_Work instructions_
1. In the Kensington Railway Station text, in what year did the town of Kensington buy the site for restoration?
2. Pick up the Kensington Railway Station text after its final sentence and continue it.

On 15 June 1976, the Kensington Railway Station was declared a National Historic Site of Canada. The site was purchased by the town of Kensington in 1985 for restoration. A conservation project restored the site in 1999. It was designated a provincial heritage place under the Heritage Places Protection Act in March 2015, along with five other properties: Emerald Railway Station, O’Leary Railway Station, Lyle House (Birch Hill), St. Anne's Church (in Lennox Island), and the West River Petroglyph Site in Bonshaw.

===Engine 1762===
Near the station building is Engine 1762, a diesel locomotive which had been used by Canadian National Railway on the island's railway system. The locomotive had been obtained by Summerside resident Lowell Huestis, who with the assistance of the Summerside Chamber of Commerce moved the 125-ton locomotive from the Canadian National Railway rail yard to a property near his home. After painting it black, he contacted the Kensington Area Chamber of Commerce to propose moving the locomotive to a permanent location in Kensington.

_Extracted data_
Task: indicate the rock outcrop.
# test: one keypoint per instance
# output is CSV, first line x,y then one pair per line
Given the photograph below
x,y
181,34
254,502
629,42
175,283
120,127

_Numbered answers_
1. 1985

2.
On 16 November 1990, the locomotive was moved, first pushed by a payloader along tracks from Summerside to New Annan, then along portable tracks over an intersection, until it reached a cheering crowd at Kensington Railway Station at about 16:00. Twenty years later, Confederation Trails and the P.E.I. Museum and Heritage Foundation agreed to a joint project to refurbish the locomotive. The project will also install fencing, signage, and interpretive panels, and landscape the surrounding area.

==Legacy==
The station at Alberton and this station are referred to as "boulder stations" because they were built of fieldstone, and are described as the only two train stations in the province to be architecturally outstanding.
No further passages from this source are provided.